§ Exercise
Write out, word for word, only the lines from the one containing "Target: brown sofa cushion" through the final line of the data.

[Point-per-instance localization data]

▼

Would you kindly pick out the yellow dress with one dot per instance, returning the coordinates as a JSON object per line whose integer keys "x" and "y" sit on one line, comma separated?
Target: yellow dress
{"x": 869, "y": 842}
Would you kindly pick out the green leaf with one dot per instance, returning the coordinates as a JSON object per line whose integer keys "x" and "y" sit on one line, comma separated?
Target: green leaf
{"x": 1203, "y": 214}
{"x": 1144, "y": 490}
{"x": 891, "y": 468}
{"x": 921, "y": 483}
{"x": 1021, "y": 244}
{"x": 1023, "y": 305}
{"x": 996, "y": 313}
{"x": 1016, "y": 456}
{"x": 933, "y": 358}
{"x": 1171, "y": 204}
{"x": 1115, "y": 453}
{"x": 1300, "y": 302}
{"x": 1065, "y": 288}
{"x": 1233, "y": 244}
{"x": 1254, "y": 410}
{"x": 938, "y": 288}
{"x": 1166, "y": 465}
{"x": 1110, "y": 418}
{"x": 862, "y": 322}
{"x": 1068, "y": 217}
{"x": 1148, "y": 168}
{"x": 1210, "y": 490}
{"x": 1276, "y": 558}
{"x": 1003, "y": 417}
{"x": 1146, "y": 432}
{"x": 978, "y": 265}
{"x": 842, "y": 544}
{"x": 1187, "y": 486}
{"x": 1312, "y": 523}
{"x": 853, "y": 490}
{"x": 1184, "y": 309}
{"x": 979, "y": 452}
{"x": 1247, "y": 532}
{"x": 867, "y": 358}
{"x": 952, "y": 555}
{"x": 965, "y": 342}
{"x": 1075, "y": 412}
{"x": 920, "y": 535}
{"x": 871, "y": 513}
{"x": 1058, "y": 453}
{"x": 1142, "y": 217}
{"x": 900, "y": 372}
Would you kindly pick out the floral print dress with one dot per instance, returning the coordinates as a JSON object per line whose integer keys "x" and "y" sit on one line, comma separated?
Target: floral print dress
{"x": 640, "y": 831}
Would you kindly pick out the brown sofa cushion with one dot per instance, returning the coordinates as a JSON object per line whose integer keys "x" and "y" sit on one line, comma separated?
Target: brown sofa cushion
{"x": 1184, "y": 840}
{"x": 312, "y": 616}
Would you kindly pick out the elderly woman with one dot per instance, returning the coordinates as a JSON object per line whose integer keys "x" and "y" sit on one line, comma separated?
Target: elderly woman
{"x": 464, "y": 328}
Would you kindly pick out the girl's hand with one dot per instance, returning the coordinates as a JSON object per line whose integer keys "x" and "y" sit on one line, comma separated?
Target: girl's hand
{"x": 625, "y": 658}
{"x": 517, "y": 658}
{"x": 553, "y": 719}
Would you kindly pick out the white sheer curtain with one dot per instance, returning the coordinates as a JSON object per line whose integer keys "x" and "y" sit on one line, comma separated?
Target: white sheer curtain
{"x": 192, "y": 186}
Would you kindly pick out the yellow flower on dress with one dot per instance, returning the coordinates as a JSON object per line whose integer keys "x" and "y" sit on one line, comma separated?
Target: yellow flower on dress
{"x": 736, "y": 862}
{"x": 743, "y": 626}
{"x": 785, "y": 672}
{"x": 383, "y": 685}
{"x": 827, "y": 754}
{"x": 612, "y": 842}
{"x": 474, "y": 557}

▲

§ Solution below
Target: brown sofa cushion
{"x": 1184, "y": 840}
{"x": 312, "y": 616}
Would you kindly pick out the elderly woman with one dot per instance, returning the coordinates as a JSON object per line whose integer keys "x" and "y" sit on one line, comma separated?
Target: elderly woman
{"x": 464, "y": 328}
Would you kindly pick out the girl's hand with one dot per instance, returning the coordinates as a JSON object per line whose integer keys "x" and "y" sit on one line, comma separated?
Target: girl's hand
{"x": 625, "y": 658}
{"x": 517, "y": 658}
{"x": 553, "y": 719}
Would you kindly pick out the white sheer curtain with one dot per instance, returning the coordinates as a JSON object per line whose integer keys "x" and "y" sit on one line, comma separated?
Target: white sheer curtain
{"x": 192, "y": 186}
Would you kindly pick out the yellow flower on dress with one dot per instance, returning the coordinates as a JSON object per line whose integer keys "x" and "y" sit on one line, comma separated?
Target: yellow flower on dress
{"x": 736, "y": 862}
{"x": 743, "y": 626}
{"x": 785, "y": 672}
{"x": 383, "y": 685}
{"x": 827, "y": 754}
{"x": 612, "y": 842}
{"x": 474, "y": 557}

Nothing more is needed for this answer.